→ Stated task
Count the lines in the records below that contain the string "wood". Reply with the number alone.

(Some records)
#####

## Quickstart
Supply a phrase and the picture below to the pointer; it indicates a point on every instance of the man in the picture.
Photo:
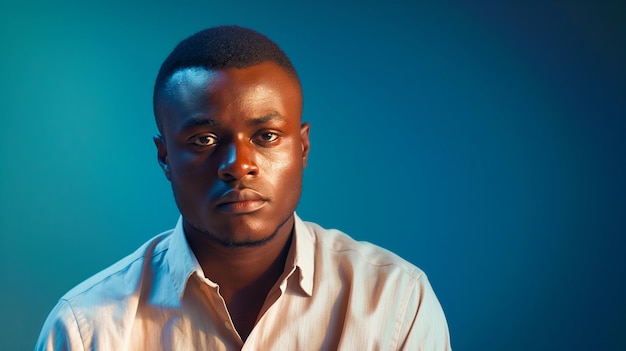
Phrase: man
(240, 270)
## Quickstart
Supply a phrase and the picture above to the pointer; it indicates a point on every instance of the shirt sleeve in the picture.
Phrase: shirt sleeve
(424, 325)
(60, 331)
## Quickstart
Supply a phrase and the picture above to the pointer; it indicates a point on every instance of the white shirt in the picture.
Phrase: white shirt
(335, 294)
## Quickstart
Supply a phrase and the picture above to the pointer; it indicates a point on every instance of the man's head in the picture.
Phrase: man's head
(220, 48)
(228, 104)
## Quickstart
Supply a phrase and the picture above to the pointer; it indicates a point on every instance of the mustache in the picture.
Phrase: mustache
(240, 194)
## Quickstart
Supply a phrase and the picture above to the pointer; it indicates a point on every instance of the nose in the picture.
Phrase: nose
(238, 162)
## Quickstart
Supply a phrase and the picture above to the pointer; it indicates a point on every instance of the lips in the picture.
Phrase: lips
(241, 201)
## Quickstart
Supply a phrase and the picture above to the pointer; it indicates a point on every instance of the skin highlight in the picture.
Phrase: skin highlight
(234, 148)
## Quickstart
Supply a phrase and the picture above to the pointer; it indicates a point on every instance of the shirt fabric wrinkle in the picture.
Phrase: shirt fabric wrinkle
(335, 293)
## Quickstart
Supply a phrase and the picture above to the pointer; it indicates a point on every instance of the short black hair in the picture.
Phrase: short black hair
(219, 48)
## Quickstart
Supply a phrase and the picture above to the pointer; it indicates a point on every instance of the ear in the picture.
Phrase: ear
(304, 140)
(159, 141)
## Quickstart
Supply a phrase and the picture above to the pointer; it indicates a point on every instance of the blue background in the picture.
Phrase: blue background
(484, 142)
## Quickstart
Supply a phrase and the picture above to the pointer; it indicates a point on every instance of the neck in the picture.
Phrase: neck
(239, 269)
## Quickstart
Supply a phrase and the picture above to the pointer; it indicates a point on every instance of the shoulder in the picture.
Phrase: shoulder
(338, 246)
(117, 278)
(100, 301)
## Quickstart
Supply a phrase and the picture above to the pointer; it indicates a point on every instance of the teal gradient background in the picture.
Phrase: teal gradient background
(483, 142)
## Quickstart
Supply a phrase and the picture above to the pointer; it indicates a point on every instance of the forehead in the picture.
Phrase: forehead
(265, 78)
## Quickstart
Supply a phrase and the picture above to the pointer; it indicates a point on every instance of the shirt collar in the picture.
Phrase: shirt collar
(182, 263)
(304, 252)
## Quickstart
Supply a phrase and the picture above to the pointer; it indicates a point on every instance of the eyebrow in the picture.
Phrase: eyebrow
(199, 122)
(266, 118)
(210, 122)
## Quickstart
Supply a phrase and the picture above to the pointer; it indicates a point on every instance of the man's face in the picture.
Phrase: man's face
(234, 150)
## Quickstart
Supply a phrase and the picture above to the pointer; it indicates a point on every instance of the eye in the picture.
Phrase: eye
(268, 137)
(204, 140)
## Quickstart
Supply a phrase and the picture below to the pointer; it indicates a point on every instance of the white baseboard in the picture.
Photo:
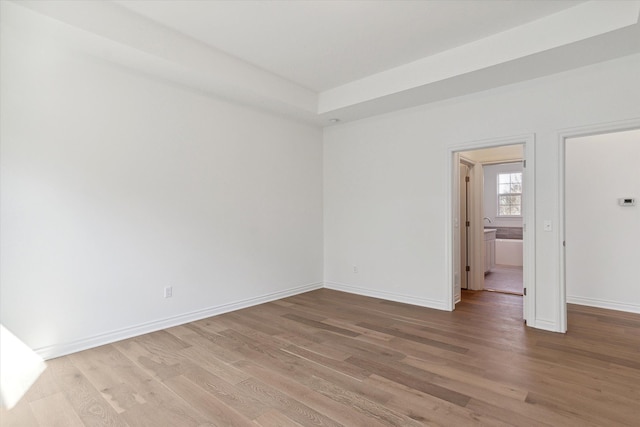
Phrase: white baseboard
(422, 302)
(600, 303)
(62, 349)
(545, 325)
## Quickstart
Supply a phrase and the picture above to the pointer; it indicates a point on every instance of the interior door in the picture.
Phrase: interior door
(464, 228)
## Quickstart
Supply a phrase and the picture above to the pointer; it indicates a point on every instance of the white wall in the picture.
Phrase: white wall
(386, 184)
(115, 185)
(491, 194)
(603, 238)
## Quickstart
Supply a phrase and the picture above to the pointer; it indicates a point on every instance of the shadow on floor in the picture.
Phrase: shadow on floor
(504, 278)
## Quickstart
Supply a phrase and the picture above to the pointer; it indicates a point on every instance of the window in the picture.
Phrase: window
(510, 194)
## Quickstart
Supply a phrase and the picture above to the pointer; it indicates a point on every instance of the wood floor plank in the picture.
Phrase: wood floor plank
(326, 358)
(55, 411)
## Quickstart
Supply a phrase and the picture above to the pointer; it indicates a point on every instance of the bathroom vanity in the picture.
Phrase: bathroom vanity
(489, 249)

#####

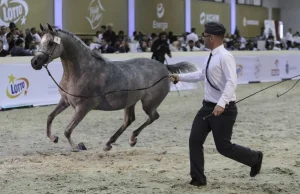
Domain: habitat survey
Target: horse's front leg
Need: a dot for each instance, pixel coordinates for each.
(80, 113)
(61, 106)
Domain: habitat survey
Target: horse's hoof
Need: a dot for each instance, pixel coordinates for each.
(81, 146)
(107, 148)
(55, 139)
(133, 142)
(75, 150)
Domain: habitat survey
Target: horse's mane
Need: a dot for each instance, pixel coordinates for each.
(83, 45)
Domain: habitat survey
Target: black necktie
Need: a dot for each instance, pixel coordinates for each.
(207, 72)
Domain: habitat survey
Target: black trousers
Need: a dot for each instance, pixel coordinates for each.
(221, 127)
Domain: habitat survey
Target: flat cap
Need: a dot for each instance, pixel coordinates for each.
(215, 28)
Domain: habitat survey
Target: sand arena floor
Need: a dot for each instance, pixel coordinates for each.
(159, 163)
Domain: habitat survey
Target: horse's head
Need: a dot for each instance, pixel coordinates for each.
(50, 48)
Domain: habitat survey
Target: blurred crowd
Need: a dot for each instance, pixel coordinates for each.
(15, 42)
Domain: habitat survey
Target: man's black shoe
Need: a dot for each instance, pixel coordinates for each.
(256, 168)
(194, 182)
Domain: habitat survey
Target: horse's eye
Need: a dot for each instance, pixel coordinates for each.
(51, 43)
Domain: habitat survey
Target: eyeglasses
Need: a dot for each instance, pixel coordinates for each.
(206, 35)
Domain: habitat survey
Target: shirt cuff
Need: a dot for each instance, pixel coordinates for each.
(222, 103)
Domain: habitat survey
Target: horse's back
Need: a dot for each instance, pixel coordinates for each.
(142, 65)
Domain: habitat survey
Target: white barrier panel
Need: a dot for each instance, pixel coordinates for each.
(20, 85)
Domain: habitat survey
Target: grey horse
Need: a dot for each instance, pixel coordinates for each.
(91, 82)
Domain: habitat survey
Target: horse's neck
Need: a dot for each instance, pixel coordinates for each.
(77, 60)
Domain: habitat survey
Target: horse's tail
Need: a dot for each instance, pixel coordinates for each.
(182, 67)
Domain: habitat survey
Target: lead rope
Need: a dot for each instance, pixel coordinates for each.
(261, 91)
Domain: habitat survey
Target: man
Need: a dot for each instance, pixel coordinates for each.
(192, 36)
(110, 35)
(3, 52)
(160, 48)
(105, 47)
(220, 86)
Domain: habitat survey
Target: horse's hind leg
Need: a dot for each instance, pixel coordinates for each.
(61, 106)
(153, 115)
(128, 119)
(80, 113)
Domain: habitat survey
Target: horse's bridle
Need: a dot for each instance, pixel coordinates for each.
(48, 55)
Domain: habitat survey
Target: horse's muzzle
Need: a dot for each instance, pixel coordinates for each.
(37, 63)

#####

→ Solution to the exercise
2